# car audio help



## ruthless911 (Jul 2, 2005)

im wondering if i could get some ideas as to what i should do with my electrical system.im running 2 amps. the sub amp has a fuse rating of 90amp
the highs have a fuse rating of 40. i have a 2000 pontiac grand am any suggestions? seriously high powered system


----------



## JamesO (Mar 30, 2005)

This link has some good info:

http://www.zena.net/htdocs/alternators/AutoSound.shtml

JamesO


----------



## ruthless911 (Jul 2, 2005)

thanks. i appreciate it!


----------



## Volt-Schwibe (Jan 12, 2003)

i'm gonna add, you will want to run a new dedicated wire from the battery all the way back to the amp, obviously with a fuse inline.

on the amp, there is a terminal labeled "remote" or "trigger". there is a wire on the deck that matches this, and it will turn the amp on when the stereo unit is switched on.

with two amps, you just run two wires from the stereo's trigger, one to each amp.

but, the car's electrical system wasn't meant to hold this high of a load, so you will need to run new heavy gauge wires to keep up with it.


----------



## ruthless911 (Jul 2, 2005)

ive already installed 4awg wires for power. i just need to know what kind of power upgrades i need. thanks though


----------



## JamesO (Mar 30, 2005)

Forgot the BIG capacitors!

http://www.soundoffaudio.com/items.cfm/cat1/Car Audio/cat2/CAPACITORS

JamesO


----------



## ruthless911 (Jul 2, 2005)

from what ive read i think a capacitor is the wrong way to go. i think i should upgrade my electrical system. right now my alternator is stock @102amps
my system is 130 amps alone so i think even if i got a capacitor the battery still wouldnt stay charged.i dint know i would have to spend this much money for all this :dead:


----------



## johnwill (Sep 26, 2002)

I think you first should be shopping for a new alternator with more capacity. :smile:


----------



## luvscamaro (Aug 29, 2007)

first thing you need to know that that amperage is a peak stating that on a surge that that amperage is a peak it can hadle before blowing the fuse if the added fuses are 120 amps the system on draws around 40 to 50 amps continousley a beefer alternator would def help and a better bat such as a optima bat you need one half of a fared for every 500 watts your system puts out the cap rebounds faster than your bat will ever hope to and will help clean you the sound quality a little bit and stiffen the bass. you have a good start with a heavy guage power wire if you are noticing voltage drop or your headlights are dimming start with a good bat and at least one fared cap if that does not cure it my math roughly a 150alt would do you just fine unless you plan on adding later then you may want to get a 200amp. look up ohms and kurchafs law you will understand a lot more after reading that i am a best buy mecp certified car audio technician e598678[at]hotmail.com


----------



## jaggerwild (May 21, 2007)

EXERCISE REQUIREMENTS:
1) In the car audio thread, what amperage does ruthless911 give for the stock alternator?
2) From the car audio thread, extract the passage starting at "thanks. i appreciate" up to and including "a fuse inline.".

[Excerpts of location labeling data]
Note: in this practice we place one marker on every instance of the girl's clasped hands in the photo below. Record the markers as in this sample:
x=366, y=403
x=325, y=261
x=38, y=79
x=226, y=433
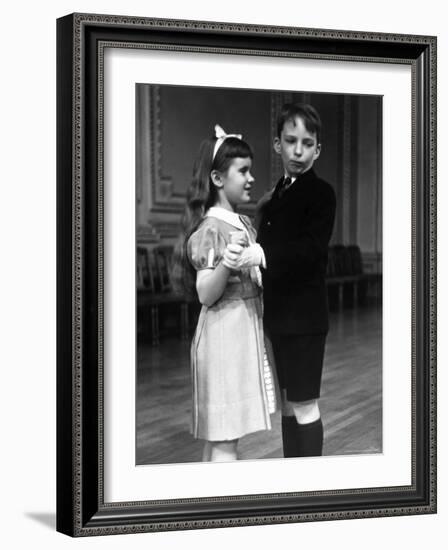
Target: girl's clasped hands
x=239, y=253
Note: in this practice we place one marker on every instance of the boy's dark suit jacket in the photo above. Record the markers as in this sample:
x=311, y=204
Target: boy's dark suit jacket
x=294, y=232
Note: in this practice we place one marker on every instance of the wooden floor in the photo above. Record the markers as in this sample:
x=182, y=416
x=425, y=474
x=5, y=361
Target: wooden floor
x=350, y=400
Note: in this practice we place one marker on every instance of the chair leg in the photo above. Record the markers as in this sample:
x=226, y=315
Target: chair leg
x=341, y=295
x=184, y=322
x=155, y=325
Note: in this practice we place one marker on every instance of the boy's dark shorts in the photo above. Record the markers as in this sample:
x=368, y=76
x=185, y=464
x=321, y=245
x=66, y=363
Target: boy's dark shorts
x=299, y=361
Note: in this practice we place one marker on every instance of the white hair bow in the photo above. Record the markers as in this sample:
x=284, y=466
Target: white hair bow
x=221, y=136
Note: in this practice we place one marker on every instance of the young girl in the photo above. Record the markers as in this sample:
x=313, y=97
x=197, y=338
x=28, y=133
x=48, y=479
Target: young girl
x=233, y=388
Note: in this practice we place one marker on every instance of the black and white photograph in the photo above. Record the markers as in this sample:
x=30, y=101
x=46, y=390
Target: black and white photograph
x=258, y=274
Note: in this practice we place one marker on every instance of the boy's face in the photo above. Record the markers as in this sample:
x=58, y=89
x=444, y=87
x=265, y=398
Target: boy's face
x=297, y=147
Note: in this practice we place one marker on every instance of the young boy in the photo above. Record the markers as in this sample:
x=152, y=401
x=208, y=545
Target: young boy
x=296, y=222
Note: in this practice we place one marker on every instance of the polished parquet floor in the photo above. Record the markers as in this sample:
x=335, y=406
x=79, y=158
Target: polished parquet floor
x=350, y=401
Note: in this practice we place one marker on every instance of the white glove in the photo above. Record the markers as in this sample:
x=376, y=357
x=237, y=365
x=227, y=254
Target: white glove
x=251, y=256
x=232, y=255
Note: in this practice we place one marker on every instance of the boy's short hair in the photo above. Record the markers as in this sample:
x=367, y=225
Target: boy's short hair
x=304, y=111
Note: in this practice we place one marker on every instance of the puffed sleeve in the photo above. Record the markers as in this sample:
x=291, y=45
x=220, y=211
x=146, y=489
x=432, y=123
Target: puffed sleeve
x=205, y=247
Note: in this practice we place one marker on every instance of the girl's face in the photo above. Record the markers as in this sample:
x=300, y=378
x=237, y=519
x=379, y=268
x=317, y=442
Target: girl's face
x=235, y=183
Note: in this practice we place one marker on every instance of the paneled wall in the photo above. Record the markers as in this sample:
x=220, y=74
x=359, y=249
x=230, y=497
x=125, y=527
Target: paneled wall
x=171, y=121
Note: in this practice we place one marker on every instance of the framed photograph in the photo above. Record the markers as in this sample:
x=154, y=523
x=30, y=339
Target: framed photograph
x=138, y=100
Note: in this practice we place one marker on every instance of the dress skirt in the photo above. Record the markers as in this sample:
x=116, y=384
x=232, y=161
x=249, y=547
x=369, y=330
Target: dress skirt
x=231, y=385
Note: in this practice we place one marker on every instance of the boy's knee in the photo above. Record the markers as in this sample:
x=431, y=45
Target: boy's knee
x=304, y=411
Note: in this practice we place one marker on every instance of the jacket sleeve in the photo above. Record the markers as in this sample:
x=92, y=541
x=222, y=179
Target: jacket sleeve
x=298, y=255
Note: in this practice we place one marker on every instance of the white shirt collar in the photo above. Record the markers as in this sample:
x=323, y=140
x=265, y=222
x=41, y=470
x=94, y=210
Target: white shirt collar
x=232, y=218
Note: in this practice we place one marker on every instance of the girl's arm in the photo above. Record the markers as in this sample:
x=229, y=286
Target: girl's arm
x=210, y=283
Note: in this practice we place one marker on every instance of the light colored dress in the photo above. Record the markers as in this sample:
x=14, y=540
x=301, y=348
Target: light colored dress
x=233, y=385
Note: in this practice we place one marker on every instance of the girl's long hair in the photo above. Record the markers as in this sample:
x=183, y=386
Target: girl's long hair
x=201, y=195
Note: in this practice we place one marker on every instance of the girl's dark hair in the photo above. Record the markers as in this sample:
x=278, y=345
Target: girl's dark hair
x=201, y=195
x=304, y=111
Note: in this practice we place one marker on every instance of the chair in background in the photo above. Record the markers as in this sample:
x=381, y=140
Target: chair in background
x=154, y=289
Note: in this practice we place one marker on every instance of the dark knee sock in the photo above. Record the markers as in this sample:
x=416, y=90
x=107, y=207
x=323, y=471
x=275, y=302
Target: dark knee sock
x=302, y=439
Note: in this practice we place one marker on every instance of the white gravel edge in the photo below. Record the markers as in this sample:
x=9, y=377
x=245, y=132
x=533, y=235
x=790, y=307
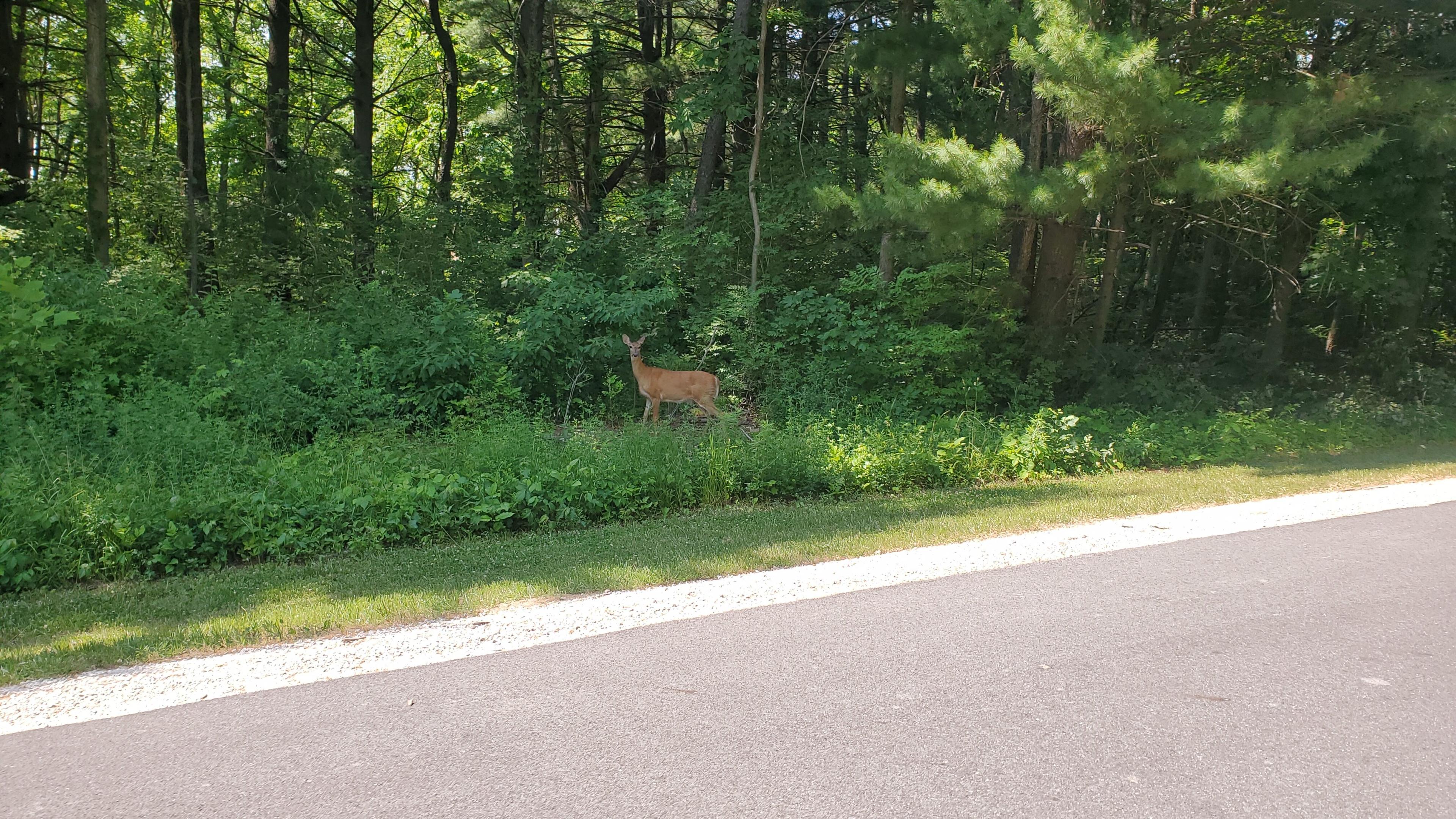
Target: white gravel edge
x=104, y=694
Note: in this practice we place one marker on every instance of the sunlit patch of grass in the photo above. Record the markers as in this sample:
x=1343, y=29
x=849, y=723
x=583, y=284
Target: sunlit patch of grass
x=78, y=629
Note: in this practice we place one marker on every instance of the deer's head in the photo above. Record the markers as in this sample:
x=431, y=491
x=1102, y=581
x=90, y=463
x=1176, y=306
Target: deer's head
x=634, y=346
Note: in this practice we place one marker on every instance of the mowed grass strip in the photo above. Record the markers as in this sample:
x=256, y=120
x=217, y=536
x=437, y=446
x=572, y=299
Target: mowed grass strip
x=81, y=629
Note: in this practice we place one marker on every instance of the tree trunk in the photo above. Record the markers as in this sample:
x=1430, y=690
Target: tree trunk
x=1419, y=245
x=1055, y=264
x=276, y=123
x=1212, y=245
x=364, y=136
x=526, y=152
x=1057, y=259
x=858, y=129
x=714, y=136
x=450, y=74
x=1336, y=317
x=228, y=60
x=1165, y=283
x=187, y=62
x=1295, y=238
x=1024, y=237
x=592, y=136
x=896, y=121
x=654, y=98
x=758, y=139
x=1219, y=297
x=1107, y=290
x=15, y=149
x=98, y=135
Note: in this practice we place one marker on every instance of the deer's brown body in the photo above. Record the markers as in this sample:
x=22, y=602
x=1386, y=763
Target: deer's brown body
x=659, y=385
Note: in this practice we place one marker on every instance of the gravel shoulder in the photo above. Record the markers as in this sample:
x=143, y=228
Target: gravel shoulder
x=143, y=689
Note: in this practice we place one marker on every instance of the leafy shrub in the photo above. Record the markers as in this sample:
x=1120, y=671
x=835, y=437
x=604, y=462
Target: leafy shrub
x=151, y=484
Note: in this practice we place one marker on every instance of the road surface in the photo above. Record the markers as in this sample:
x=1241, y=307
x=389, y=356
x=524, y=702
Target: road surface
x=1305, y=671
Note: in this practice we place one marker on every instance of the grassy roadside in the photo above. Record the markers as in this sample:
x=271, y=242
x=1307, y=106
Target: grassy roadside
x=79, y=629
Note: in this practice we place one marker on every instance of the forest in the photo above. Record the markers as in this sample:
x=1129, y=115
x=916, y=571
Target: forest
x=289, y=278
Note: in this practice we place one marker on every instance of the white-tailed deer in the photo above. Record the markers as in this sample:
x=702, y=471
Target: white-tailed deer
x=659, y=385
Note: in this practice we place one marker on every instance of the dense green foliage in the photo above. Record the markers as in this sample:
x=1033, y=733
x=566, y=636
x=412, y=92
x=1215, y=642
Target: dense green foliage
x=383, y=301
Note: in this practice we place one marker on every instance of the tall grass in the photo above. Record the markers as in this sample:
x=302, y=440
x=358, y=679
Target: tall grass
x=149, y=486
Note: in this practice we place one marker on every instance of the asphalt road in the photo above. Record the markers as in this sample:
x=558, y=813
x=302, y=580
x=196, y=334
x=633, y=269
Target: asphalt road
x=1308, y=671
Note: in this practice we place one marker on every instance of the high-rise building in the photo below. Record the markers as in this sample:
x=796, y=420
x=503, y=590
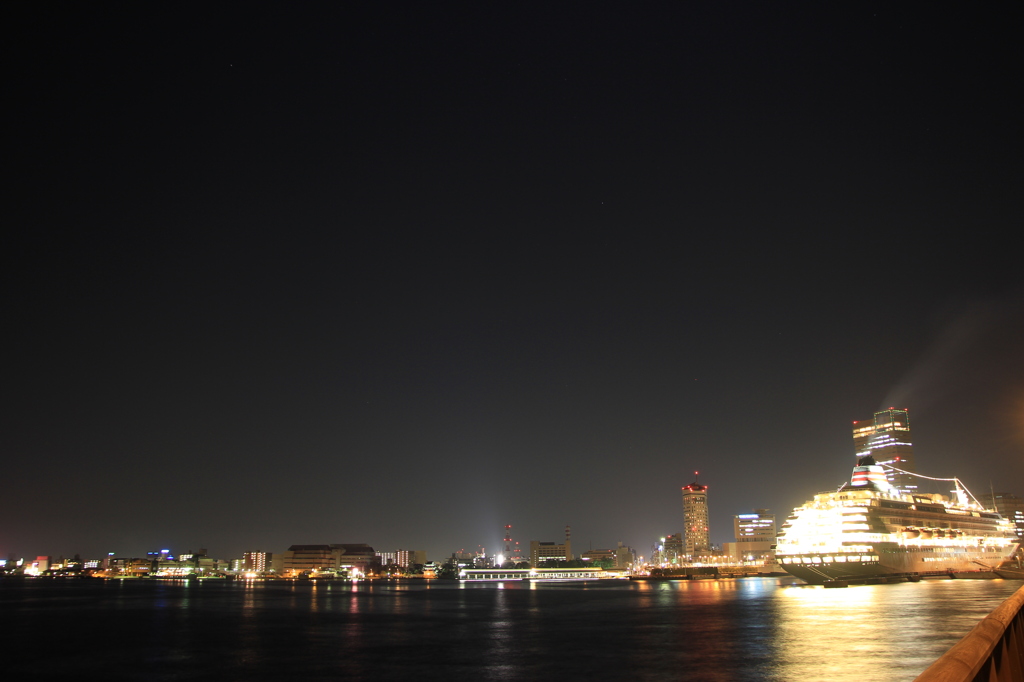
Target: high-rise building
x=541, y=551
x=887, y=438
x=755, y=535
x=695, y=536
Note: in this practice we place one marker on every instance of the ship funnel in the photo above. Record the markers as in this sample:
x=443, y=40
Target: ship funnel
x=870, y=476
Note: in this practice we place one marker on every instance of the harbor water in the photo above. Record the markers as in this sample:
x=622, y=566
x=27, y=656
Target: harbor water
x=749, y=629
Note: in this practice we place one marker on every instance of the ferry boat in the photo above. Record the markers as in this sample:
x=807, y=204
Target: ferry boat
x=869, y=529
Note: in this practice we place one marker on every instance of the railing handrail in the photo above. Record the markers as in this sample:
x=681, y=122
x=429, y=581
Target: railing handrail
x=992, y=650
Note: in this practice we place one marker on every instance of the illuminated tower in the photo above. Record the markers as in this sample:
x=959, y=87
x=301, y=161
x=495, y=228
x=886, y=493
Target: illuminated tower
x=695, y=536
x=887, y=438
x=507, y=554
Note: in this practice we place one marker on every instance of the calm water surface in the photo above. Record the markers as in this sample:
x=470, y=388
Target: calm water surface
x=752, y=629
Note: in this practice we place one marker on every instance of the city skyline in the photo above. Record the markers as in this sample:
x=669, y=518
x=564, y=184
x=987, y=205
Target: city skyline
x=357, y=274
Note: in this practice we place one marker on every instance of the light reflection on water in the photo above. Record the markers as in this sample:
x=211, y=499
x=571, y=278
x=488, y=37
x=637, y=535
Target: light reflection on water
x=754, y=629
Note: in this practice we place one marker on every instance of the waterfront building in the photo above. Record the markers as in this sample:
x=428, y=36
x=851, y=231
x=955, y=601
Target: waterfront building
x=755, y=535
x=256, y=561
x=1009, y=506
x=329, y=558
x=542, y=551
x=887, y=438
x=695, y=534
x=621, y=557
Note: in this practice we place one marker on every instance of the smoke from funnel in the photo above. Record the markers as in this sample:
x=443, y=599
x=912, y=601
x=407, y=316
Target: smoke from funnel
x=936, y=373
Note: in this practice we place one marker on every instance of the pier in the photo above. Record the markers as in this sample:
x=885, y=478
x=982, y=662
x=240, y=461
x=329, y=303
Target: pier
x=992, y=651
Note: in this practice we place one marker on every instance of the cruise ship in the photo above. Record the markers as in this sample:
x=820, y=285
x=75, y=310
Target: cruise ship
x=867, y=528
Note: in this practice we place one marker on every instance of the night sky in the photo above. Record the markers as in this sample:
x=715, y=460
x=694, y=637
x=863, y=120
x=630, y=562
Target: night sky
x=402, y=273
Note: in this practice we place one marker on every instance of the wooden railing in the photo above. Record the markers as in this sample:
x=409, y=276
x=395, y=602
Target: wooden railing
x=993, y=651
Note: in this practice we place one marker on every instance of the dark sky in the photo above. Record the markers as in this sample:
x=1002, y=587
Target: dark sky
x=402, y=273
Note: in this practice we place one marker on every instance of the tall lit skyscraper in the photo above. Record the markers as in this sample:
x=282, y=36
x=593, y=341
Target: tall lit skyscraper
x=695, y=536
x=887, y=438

RESULTS BY TASK:
1) 102 amps

2)
thanks. i appreciate it!


----------



## Volt-Schwibe (Jan 12, 2003)

i'm gonna add, you will want to run a new dedicated wire from the battery all the way back to the amp, obviously with a fuse inline.